WHAT IS EXPECTED: Rewrite all of the data below, adding 16 to each x and y coordinate in the answers. Leave the picture lines out.

(Records in a dataset)
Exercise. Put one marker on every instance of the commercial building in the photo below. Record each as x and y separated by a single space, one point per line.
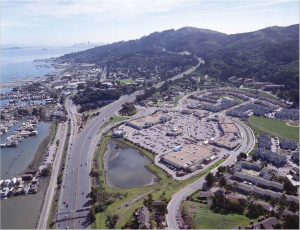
226 141
175 132
118 133
149 121
183 157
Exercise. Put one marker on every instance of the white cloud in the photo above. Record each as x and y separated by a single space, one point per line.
258 4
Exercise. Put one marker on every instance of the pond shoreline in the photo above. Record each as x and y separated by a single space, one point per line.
119 145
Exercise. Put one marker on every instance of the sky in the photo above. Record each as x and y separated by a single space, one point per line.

WRITTEN ANSWER:
Exercise. Put one marker on every instance of the commercial building in the photo below. Record each as x and y separated by a single space, one point per line.
242 157
191 148
134 149
165 137
199 173
Exercise. Put one marker on every instance of the white cloud in the photo above. Record each as x and y separated by a single space, one point per line.
274 20
Exercise. Put one marker on every instance of the pond shoreline in the photo above. Record each as x and y separated by a single space, one point per line.
135 161
Exercise. Put one marker on every instance of the sky in the photo above. Record each as x and y separated by a single space, one point per line.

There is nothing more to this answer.